What a nice integral!

Deriving the function $f(x)=x^{x^a}=e^{(\ln{x})x^a}$ , you get

$f′(x) = e^{(\ln{x})x^a}(\frac{1}{x}x^a +(\ln{x})ax^{a-1})=x^{x^a}x^{a-1}(1+a\ln{x})=x^{(x^a+a-1)}(1+a\ln{x})$

You can now see that the function $f′(x)$ is under the integral, so we can use calculus fundamental theorem to say

${\displaystyle \int_{1}^{2}x^{(x^{a}+a\text{-}1)}(1+a\ln{x})=\left.x^{x^{a}}\right|_{1}^{2}=2^{2^{a}}-1}$

Since the function $y=2^{2^x}$ is an increasing function, the equation $2^{2^{a}}-1=15$ has only the solution $a=2$ .

• [Source material]:
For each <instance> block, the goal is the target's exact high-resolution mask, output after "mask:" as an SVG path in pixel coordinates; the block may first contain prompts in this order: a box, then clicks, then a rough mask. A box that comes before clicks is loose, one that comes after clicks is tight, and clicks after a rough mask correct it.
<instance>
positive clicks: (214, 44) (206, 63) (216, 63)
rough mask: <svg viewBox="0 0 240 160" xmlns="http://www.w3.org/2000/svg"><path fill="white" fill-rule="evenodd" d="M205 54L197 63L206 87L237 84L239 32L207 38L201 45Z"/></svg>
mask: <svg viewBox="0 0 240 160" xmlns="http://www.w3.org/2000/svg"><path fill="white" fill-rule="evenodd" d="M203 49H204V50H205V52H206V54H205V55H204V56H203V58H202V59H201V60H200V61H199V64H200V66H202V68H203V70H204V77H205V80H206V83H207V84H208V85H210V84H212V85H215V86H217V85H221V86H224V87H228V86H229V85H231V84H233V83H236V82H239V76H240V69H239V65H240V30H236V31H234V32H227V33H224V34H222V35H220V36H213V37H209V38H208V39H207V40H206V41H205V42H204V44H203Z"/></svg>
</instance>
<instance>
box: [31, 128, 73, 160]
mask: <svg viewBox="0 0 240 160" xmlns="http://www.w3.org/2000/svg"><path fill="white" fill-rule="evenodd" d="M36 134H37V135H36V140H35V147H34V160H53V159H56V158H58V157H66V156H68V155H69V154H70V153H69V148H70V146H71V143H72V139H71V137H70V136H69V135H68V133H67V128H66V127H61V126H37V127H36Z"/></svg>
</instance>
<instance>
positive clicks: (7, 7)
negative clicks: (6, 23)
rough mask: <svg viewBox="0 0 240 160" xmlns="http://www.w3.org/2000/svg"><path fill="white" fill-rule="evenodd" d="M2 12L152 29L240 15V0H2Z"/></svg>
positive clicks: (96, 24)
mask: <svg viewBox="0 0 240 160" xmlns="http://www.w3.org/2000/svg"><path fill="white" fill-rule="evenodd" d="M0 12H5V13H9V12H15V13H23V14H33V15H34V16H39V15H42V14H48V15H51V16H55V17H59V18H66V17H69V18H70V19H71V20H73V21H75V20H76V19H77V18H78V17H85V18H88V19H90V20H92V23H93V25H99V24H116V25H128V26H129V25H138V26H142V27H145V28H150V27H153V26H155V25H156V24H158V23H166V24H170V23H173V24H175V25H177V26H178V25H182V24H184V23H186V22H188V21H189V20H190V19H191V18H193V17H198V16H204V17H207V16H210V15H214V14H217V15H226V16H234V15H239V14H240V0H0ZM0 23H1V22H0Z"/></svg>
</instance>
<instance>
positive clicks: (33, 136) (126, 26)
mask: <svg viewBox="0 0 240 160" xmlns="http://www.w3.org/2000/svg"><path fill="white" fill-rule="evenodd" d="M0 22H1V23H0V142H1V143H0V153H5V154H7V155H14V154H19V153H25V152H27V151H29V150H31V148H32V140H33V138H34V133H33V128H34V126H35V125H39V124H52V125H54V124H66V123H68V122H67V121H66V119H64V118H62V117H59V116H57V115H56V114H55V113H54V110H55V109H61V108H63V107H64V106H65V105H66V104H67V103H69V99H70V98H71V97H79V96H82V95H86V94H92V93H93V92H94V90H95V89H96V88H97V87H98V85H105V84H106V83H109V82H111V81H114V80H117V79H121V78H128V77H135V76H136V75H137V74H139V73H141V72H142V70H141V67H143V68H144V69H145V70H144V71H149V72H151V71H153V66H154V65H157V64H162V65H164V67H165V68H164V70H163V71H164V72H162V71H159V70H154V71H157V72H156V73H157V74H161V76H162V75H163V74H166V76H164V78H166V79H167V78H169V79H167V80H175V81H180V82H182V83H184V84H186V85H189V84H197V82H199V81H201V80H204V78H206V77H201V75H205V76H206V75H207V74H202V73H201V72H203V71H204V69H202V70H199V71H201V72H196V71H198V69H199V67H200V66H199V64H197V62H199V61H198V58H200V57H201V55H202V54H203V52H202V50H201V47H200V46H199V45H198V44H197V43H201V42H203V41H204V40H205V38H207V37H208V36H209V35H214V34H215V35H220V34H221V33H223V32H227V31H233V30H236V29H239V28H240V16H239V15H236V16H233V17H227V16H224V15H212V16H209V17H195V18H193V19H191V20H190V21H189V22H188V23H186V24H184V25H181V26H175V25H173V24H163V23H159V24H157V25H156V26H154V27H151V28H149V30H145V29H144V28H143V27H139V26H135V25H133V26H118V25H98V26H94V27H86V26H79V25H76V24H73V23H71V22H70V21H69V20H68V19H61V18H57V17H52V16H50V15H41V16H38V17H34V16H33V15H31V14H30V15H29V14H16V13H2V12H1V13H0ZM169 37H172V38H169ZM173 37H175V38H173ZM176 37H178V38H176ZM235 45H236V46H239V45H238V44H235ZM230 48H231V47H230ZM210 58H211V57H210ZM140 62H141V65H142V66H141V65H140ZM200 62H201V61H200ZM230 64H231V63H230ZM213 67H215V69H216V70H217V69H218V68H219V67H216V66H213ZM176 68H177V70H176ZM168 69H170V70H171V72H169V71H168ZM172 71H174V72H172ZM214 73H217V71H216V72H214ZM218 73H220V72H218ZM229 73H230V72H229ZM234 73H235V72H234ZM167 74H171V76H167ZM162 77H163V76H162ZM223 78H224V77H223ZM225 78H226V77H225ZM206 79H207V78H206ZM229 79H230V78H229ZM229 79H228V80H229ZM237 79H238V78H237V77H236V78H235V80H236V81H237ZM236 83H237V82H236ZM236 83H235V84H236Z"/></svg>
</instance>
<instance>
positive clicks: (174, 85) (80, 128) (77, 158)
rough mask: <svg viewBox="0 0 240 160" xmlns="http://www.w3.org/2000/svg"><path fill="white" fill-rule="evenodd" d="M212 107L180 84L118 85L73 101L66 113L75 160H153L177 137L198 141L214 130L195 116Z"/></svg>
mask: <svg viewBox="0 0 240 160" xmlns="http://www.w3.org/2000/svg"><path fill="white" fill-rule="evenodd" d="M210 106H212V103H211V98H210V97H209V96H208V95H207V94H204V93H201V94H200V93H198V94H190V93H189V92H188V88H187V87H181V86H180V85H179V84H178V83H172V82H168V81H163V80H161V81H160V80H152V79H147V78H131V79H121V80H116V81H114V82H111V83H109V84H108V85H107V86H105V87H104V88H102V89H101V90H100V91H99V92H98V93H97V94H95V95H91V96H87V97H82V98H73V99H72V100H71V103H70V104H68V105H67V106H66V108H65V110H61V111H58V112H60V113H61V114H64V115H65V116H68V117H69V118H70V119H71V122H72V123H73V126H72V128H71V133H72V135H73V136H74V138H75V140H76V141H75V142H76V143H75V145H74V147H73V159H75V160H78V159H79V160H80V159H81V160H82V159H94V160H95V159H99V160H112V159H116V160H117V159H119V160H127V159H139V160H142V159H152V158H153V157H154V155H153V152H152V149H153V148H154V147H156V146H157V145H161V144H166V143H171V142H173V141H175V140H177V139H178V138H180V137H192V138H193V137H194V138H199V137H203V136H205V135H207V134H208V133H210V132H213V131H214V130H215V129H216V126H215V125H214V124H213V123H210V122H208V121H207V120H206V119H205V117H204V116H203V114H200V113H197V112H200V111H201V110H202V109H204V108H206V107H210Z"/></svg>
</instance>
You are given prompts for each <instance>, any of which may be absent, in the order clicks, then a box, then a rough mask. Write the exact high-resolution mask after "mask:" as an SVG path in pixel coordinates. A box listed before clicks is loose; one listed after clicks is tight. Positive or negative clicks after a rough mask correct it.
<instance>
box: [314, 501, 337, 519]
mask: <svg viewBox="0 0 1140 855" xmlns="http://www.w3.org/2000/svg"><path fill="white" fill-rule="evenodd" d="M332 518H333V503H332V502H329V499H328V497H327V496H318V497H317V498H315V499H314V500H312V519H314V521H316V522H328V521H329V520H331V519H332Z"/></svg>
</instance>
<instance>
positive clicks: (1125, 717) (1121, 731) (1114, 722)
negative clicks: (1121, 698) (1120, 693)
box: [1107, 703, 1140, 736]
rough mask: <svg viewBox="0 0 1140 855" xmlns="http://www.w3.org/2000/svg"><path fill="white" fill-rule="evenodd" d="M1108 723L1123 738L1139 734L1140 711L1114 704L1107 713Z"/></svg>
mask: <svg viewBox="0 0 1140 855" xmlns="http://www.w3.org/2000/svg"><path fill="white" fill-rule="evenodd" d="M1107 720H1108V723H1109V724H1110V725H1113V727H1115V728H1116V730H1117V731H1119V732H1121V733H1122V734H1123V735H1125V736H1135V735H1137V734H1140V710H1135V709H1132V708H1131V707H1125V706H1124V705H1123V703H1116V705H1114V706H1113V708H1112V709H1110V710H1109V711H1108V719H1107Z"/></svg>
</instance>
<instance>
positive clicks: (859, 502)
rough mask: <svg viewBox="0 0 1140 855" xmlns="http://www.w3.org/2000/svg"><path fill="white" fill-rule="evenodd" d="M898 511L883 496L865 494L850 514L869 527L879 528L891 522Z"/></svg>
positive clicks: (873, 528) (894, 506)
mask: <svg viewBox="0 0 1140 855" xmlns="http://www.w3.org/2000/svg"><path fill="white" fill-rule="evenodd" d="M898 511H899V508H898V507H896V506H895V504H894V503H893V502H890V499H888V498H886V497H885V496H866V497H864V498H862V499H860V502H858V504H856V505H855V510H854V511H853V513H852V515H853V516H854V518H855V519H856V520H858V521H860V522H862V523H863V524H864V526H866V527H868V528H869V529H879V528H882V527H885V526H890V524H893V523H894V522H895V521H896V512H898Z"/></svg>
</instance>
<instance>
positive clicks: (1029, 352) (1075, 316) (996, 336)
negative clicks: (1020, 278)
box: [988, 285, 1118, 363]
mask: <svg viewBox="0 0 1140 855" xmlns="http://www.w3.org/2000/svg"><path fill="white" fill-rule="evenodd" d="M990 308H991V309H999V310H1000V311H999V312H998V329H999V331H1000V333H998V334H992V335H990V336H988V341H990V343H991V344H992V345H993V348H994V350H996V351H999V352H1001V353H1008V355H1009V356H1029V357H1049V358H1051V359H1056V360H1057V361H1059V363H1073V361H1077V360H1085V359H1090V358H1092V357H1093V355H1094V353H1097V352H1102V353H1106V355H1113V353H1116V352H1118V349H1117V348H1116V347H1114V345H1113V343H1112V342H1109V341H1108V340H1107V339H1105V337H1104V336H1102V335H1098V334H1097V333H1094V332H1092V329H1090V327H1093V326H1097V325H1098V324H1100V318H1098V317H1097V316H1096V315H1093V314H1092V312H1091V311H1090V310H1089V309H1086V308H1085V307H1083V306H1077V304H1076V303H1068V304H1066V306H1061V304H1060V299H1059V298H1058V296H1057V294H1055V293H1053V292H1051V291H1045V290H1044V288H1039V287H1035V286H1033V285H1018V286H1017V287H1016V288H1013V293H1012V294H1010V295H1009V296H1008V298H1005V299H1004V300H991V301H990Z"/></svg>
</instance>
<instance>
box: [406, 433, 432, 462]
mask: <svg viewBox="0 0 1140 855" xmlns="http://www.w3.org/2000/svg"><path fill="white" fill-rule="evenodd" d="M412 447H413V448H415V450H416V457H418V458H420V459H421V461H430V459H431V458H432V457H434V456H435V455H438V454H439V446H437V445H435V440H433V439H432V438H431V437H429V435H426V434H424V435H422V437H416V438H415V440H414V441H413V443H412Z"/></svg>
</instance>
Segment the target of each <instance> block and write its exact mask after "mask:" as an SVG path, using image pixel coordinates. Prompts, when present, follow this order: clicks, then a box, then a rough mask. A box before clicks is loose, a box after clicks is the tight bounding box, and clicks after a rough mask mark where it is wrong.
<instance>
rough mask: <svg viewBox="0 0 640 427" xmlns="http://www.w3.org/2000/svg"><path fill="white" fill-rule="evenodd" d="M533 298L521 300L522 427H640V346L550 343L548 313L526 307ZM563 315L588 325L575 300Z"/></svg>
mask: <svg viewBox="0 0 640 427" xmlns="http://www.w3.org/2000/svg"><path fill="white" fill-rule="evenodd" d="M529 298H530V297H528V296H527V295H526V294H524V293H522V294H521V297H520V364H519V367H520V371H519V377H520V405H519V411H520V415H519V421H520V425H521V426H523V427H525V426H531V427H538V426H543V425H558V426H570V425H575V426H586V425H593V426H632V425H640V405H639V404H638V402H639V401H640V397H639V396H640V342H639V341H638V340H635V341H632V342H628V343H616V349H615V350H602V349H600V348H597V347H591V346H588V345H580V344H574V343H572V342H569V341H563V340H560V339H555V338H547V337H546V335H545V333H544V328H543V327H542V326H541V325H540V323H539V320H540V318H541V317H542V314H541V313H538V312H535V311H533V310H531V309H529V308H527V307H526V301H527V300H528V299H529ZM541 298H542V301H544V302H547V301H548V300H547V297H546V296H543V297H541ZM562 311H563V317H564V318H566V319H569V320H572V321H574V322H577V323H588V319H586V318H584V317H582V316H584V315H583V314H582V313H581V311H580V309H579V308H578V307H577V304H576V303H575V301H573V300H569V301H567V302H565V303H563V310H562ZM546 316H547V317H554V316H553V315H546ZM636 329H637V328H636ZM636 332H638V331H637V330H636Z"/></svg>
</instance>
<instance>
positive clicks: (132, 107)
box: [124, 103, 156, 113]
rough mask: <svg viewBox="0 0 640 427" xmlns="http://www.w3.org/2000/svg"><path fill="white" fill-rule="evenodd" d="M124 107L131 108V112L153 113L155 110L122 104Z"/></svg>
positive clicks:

• [Activity 1]: According to the integral explanation, what is the only solution of the equation 2^(2^a) − 1 = 15?
• [Activity 2]: Transcribe everything in the listing from its very first line down through the line containing "54L197 63L206 87L237", including both of those lines.

• [Output 1]: a = 2

• [Output 2]:
For each <instance> block, the goal is the target's exact high-resolution mask, output after "mask:" as an SVG path in pixel coordinates; the block may first contain prompts in this order: a box, then clicks, then a rough mask. A box that comes before clicks is loose, one that comes after clicks is tight, and clicks after a rough mask correct it.
<instance>
positive clicks: (214, 44) (206, 63) (216, 63)
rough mask: <svg viewBox="0 0 240 160" xmlns="http://www.w3.org/2000/svg"><path fill="white" fill-rule="evenodd" d="M205 54L197 63L206 87L237 84L239 32L207 38L201 45Z"/></svg>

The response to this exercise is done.